* INPUT ROWS
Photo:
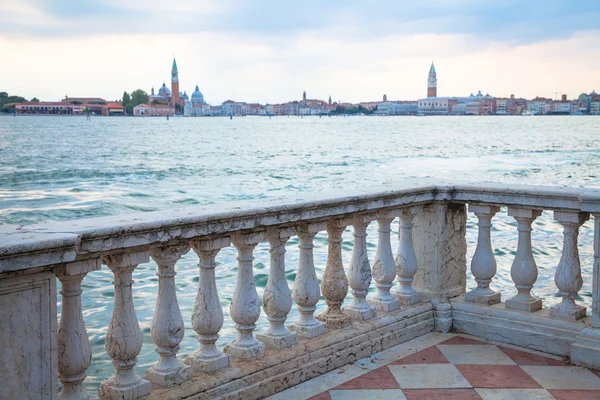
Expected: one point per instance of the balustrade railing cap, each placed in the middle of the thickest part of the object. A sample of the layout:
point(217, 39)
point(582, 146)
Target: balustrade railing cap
point(55, 243)
point(590, 202)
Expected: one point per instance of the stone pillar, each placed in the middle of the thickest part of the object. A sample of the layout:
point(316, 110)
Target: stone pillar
point(207, 318)
point(167, 324)
point(124, 338)
point(568, 273)
point(439, 238)
point(384, 268)
point(483, 264)
point(74, 351)
point(406, 259)
point(524, 270)
point(306, 291)
point(359, 273)
point(334, 284)
point(245, 307)
point(586, 348)
point(277, 297)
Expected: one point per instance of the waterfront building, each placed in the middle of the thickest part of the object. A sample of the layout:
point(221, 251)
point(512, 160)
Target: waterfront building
point(153, 109)
point(49, 107)
point(113, 109)
point(175, 100)
point(539, 105)
point(432, 82)
point(433, 106)
point(594, 104)
point(397, 108)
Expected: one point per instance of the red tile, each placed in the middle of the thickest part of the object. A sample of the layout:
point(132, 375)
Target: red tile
point(522, 358)
point(497, 376)
point(441, 394)
point(321, 396)
point(381, 378)
point(464, 341)
point(575, 394)
point(431, 355)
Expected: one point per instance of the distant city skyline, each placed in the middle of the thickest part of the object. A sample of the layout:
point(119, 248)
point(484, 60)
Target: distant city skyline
point(268, 54)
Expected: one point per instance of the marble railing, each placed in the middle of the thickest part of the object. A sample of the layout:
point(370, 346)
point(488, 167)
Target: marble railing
point(429, 266)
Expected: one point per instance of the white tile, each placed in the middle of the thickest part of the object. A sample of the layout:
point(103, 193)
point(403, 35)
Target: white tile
point(371, 394)
point(467, 354)
point(428, 376)
point(512, 394)
point(563, 377)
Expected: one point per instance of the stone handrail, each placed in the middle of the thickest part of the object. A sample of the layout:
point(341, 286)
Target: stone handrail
point(69, 250)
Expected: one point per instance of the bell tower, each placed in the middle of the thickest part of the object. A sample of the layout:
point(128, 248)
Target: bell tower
point(175, 100)
point(432, 82)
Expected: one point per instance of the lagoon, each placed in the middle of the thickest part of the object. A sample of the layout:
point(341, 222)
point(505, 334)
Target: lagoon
point(62, 168)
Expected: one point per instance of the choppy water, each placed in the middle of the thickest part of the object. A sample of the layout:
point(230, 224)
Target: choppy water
point(61, 168)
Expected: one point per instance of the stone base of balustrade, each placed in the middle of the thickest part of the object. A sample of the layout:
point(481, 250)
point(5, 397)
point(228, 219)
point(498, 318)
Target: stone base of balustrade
point(334, 319)
point(483, 298)
point(244, 352)
point(308, 331)
point(537, 331)
point(134, 390)
point(169, 378)
point(386, 305)
point(278, 342)
point(361, 314)
point(208, 365)
point(532, 305)
point(443, 316)
point(586, 348)
point(281, 369)
point(408, 299)
point(574, 313)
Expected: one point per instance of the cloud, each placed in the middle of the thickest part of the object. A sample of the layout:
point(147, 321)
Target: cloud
point(509, 20)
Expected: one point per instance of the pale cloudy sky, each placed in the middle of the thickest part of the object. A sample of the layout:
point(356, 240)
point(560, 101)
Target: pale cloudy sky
point(270, 51)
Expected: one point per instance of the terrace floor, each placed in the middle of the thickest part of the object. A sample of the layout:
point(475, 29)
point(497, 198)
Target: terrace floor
point(449, 366)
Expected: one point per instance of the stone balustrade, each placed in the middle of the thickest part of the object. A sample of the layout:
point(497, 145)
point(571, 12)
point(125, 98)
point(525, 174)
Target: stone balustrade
point(429, 266)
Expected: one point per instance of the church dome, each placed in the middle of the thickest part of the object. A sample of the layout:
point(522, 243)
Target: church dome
point(164, 91)
point(197, 96)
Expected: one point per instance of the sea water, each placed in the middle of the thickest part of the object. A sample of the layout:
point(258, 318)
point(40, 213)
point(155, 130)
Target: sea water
point(63, 168)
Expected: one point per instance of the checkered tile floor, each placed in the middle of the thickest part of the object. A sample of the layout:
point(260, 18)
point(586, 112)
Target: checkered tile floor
point(443, 367)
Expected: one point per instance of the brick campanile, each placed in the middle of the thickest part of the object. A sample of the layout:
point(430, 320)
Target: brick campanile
point(174, 85)
point(432, 82)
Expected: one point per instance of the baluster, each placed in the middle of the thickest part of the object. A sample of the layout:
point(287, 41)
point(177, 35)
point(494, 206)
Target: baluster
point(483, 264)
point(277, 297)
point(406, 259)
point(524, 270)
point(384, 268)
point(359, 273)
point(568, 273)
point(245, 307)
point(207, 318)
point(596, 274)
point(334, 284)
point(306, 290)
point(167, 324)
point(74, 351)
point(124, 338)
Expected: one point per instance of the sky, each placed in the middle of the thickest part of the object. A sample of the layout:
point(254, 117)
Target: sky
point(271, 51)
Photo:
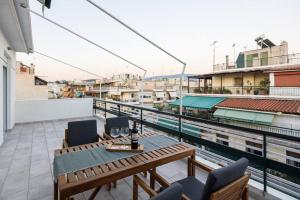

* THE PROBLEM
Put every line of the entries above into a numbered list, leaving out blank lines and the pictures.

* ANSWER TO THE TASK
1. Photo:
2. Expected: one point per instance of the balustrade railing cap, each placed in the middle of the thickest part of the object. A sample of the layout:
3. point(217, 39)
4. point(582, 146)
5. Target: balustrade railing cap
6. point(55, 243)
7. point(590, 202)
8. Expected: one point per instance of the stone pillar, each placed in the middle of the thickest part of the object. A sample of the layout:
9. point(316, 110)
10. Target: stone pillar
11. point(207, 318)
12. point(167, 324)
13. point(124, 338)
14. point(568, 273)
15. point(439, 238)
16. point(384, 268)
17. point(483, 264)
18. point(74, 351)
19. point(406, 259)
20. point(524, 270)
21. point(306, 291)
22. point(359, 273)
23. point(334, 284)
24. point(245, 307)
25. point(586, 348)
26. point(277, 297)
27. Expected: one point per instance of the waterfront building, each placed in the middle of the thickest part of the object. A sample of the layout:
28. point(221, 251)
29. point(512, 160)
30. Target: waterfront building
31. point(153, 109)
32. point(49, 107)
33. point(113, 109)
34. point(175, 100)
35. point(539, 105)
36. point(432, 82)
37. point(433, 106)
38. point(594, 104)
39. point(397, 108)
40. Expected: one point per instance of the red tile, each placed in the middle of the thickest part of the object. A sample of the layout:
41. point(132, 375)
42. Target: red tile
43. point(522, 358)
44. point(497, 376)
45. point(441, 394)
46. point(321, 396)
47. point(381, 378)
48. point(464, 341)
49. point(575, 394)
50. point(431, 355)
51. Expected: one point per instance of the distant city skyline, each placed in the middle of the thickest part of the object. A sample of the layout:
52. point(119, 248)
53. point(484, 60)
54. Target: distant city skyline
55. point(268, 54)
56. Expected: one point per instance of the marble railing, each placed in the middle of the thickest part of the object. A sample of the layout:
57. point(370, 346)
58. point(488, 167)
59. Target: marble railing
60. point(429, 266)
61. Expected: one point per instance of the white tile, each placed in the middle of the thickest part of the object. A sample of the layout:
62. point(103, 193)
63. point(403, 35)
64. Target: white tile
65. point(371, 394)
66. point(467, 354)
67. point(428, 376)
68. point(512, 394)
69. point(563, 377)
70. Expected: one point per instance of the stone handrail, each placed in the middle of the thickest part of the object. A sample of the layout:
71. point(341, 286)
72. Target: stone handrail
73. point(69, 250)
74. Expected: one point per instance of the bell tower, each placed in the middle of the thickest part of the object. A sample of the layout:
75. point(128, 248)
76. Target: bell tower
77. point(175, 100)
78. point(432, 82)
79. Expected: one point per instance of the lagoon, each placed in the middle of the thickest part of the object. A sample of the layout:
80. point(341, 222)
81. point(505, 334)
82. Target: lagoon
83. point(62, 168)
84. Expected: one point per instance of the choppy water, each placed in the middle of the thickest part of the object. A sample of the layout:
85. point(230, 224)
86. Target: choppy water
87. point(61, 168)
88. Expected: one point per instance of the stone base of balustrade, each placed in the middle of the thickest part of the object. A sample of the layout:
89. point(481, 250)
90. point(5, 397)
91. point(228, 219)
92. point(498, 318)
93. Target: stone base of balustrade
94. point(334, 319)
95. point(483, 298)
96. point(244, 352)
97. point(308, 331)
98. point(537, 331)
99. point(134, 390)
100. point(169, 378)
101. point(386, 305)
102. point(278, 342)
103. point(361, 314)
104. point(208, 365)
105. point(532, 305)
106. point(443, 316)
107. point(586, 348)
108. point(281, 369)
109. point(408, 299)
110. point(574, 313)
111. Expected: one point per instance of the cloud, each placed in the middle of the thickest part of the object. A sample of the layout:
112. point(147, 321)
113. Target: cloud
114. point(509, 20)
115. Expected: one point per instance of the pale cloudy sky, each placed in the middle of the thickest part of the object. A sample of the layout:
116. point(356, 240)
117. point(560, 101)
118. Target: pale cloudy sky
119. point(270, 51)
120. Expected: one point per instance of the terrace floor, each placed in the middle of the thickest part of the object. A sample of the layout:
121. point(475, 29)
122. point(497, 198)
123. Target: terrace floor
124. point(449, 366)
125. Expected: one point per instance of the stone balustrade, each placed in the middle of the thickest part of the object. A sample of the layout:
126. point(497, 145)
127. point(571, 12)
128. point(125, 98)
129. point(525, 174)
130. Target: stone balustrade
131. point(429, 266)
132. Expected: one point per instance of the church dome, each placed in the middle of the thickest part of the object. A sample of the layout:
133. point(522, 243)
134. Target: church dome
135. point(164, 91)
136. point(197, 96)
137. Expected: one point per instance of the sea water, each placed in the middle of the thickest part of the object. A sample of the layout:
138. point(258, 318)
139. point(40, 213)
140. point(155, 130)
141. Target: sea water
142. point(63, 168)
143. Expected: one point per instance of the checkered tile floor, each placed in the middle of the thickest part of the object. A sample of the layout:
144. point(260, 18)
145. point(586, 112)
146. Target: checkered tile floor
147. point(443, 367)
148. Expected: one point per instance of the brick campanile, each placed in the middle of the thickest part of the object. A sample of the layout:
149. point(430, 320)
150. Target: brick campanile
151. point(174, 85)
152. point(432, 82)
153. Expected: one point per instance of the baluster, each placed in the middle of the thickest part of the object. A sample of the layout:
154. point(287, 41)
155. point(177, 35)
156. point(494, 206)
157. Target: baluster
158. point(483, 264)
159. point(277, 297)
160. point(406, 259)
161. point(524, 270)
162. point(384, 268)
163. point(359, 273)
164. point(568, 273)
165. point(245, 307)
166. point(207, 318)
167. point(596, 274)
168. point(334, 284)
169. point(306, 290)
170. point(167, 324)
171. point(74, 351)
172. point(124, 338)
173. Expected: one point per instance of the sky, each placed in the middle of the thickest part of the object. A sample of the layout:
174. point(254, 117)
175. Target: sky
176. point(271, 51)
177. Photo:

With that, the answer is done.